[Natural-language object grounding data]
==========
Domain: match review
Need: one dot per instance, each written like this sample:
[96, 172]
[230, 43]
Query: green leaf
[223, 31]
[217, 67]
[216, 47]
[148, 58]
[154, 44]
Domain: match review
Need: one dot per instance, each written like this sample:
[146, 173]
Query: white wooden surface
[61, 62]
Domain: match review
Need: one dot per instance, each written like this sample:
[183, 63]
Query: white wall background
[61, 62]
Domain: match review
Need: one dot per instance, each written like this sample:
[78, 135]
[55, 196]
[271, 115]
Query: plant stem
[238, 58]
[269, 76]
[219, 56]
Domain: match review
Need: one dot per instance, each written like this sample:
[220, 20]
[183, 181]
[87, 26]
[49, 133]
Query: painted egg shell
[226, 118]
==========
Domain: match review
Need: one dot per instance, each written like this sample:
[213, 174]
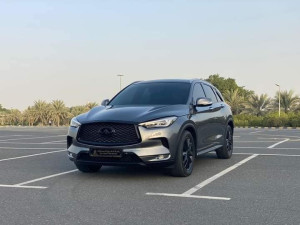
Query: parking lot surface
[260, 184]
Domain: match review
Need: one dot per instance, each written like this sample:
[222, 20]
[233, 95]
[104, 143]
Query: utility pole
==========
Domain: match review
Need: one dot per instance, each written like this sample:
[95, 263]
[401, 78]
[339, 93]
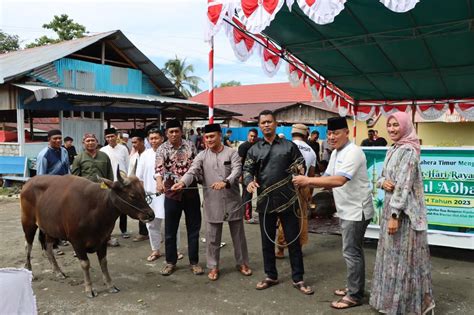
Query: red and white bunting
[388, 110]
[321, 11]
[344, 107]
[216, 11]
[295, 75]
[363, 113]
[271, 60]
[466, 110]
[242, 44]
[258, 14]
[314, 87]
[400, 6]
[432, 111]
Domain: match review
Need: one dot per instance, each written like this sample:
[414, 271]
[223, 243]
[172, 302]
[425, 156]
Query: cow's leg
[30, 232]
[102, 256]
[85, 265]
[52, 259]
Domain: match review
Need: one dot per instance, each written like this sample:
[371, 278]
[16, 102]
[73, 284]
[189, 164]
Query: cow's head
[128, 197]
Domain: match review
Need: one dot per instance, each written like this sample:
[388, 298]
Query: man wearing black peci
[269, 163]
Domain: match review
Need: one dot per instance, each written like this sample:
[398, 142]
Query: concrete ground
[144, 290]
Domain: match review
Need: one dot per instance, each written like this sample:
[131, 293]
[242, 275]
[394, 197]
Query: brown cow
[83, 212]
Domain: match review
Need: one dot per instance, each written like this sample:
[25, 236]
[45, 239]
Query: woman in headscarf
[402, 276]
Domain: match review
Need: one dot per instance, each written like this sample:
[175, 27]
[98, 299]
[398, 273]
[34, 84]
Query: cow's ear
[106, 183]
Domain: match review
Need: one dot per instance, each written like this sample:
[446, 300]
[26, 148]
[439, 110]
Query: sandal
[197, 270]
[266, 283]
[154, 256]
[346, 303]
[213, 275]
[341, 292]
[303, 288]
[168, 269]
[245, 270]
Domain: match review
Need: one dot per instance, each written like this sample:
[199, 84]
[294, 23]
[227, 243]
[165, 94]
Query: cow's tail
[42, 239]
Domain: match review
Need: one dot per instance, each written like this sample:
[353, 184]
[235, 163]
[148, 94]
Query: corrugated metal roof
==========
## Directions for this task
Write out exactly the lines above from the line with "Query: parking lot surface" through the line with "Query: utility pole", both of them included, and leave out all other lines.

## Task response
Query: parking lot surface
[260, 184]
Domain: match review
Need: one dot per instance, each written like this sample:
[222, 20]
[233, 95]
[104, 143]
Query: utility pole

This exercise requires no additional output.